** PASSAGE PROVIDED **
__________________________________________________

Thought I would post these now so people can stop reading my sad poetry.

























Click on the photos for a larger image.


























































Final product and story to be along soon..... stay tuned!

Sunday, January 3, 2010

Shallow


Her roots are shallow here.
Like a Sugar Maple.

The stems branch off.
Multiplying as they go.
Right, left and up, but never down.

Unable to sink in.
Trying to grasp deeper for support.
The earth is pushing back.

All she finds is surface.
So she stays there.
Growing out but not deep.

She's feeling top heavy.
With no means of support for this place she's in.
Shallow, like a Sugar Maple.

Saturday, January 2, 2010

Bring It In or Back

It's below cold outside. The sun is beaming though. Bouncing from snow pile to snow pile. I slip my way towards my Toyota and mentally prepare for the morning sit-still-and-freeze-in-my-car thing.

My car starts, which is good. I have no reason to believe that it won't. I can probably still count the amount of times I have started this engine. But for some reason, I doubt it will rev up each time I feel this kind of cold. I don't trust this car. This car with it's cruise control, power locks and strawberry scent. It's the strawberry that makes me skeptical, I think. Doesn't seem trustworthy.

__________________________________________________

** DATA SECTION **

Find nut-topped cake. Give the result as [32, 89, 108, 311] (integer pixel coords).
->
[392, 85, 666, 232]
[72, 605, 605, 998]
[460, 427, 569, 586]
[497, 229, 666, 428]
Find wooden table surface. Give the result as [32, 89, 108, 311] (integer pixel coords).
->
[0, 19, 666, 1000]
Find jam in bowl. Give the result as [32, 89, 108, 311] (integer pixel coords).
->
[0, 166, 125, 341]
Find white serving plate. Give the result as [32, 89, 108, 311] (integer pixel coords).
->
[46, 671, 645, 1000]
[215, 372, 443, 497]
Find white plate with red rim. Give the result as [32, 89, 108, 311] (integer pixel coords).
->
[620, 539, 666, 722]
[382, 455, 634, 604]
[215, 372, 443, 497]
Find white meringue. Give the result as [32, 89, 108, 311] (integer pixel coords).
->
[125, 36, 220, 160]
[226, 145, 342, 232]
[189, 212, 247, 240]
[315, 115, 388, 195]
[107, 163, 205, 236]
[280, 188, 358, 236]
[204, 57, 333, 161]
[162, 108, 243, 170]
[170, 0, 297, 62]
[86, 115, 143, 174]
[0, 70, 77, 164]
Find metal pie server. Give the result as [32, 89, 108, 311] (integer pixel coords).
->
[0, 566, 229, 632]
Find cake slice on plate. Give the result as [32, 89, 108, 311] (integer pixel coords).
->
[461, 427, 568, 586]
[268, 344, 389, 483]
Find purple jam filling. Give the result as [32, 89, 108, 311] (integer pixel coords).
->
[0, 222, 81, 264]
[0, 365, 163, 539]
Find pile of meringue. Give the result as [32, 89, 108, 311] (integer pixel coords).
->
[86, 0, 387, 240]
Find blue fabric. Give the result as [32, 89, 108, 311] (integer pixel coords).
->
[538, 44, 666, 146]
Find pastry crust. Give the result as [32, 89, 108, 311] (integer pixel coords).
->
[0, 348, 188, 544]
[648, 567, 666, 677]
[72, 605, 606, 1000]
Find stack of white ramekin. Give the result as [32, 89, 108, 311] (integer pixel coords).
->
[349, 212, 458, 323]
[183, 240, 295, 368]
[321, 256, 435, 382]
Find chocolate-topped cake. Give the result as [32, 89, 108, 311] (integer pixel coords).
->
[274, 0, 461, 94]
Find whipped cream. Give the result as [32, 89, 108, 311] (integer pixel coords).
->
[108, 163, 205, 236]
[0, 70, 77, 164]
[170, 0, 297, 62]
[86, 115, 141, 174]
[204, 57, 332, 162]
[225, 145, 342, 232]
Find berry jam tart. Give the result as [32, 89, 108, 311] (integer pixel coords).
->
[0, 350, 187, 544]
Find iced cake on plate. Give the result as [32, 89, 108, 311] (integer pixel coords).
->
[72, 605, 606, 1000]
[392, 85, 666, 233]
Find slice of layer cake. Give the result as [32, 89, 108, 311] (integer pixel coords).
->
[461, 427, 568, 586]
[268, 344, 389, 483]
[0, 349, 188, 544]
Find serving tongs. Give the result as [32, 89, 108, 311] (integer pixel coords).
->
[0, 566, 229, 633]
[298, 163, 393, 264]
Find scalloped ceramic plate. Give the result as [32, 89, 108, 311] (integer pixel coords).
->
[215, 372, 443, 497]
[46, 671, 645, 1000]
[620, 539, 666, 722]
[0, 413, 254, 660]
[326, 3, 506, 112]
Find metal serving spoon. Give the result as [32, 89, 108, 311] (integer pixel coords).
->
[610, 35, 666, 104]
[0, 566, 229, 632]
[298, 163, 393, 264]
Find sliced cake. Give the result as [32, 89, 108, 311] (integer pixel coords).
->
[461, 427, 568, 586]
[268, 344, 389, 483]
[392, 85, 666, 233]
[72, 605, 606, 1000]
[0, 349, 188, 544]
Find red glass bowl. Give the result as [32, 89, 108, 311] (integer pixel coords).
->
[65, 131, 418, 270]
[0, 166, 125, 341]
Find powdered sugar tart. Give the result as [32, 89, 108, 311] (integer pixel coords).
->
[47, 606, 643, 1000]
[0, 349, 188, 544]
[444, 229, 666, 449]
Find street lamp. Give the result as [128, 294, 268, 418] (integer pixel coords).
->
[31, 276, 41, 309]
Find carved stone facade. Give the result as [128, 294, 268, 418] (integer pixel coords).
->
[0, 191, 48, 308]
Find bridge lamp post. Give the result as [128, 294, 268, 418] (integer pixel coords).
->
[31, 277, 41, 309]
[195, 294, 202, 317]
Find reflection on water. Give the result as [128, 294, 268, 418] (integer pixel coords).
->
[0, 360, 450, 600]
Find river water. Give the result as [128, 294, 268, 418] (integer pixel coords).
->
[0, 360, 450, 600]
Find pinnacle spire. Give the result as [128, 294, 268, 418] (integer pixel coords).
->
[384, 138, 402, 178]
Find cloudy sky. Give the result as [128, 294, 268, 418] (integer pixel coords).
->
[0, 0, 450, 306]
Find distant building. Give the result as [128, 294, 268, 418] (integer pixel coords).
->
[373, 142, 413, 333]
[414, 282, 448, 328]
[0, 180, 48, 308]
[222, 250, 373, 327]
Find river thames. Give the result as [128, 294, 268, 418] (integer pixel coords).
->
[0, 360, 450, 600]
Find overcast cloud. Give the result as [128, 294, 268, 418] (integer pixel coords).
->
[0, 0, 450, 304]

__________________________________________________

** PROBLEMS **
a – Retype the blog excerpt from "So she stays" to "Doesn't seem trustworthy.".
b – Answer these questions using the blog excerpt.
(i) In the poem "Shallow," what kind of tree are her roots compared to?
(ii) On what date was the entry "Bring It In or Back" posted?
(iii) What scent does the writer's car have?

** RESULTS **
a –
So she stays there.
Growing out but not deep.

She's feeling top heavy.
With no means of support for this place she's in.
Shallow, like a Sugar Maple.

Saturday, January 2, 2010

Bring It In or Back

It's below cold outside. The sun is beaming though. Bouncing from snow pile to snow pile. I slip my way towards my Toyota and mentally prepare for the morning sit-still-and-freeze-in-my-car thing.

My car starts, which is good. I have no reason to believe that it won't. I can probably still count the amount of times I have started this engine. But for some reason, I doubt it will rev up each time I feel this kind of cold. I don't trust this car. This car with it's cruise control, power locks and strawberry scent. It's the strawberry that makes me skeptical, I think. Doesn't seem trustworthy.

b –
(i) A Sugar Maple
(ii) Saturday, January 2, 2010
(iii) Strawberry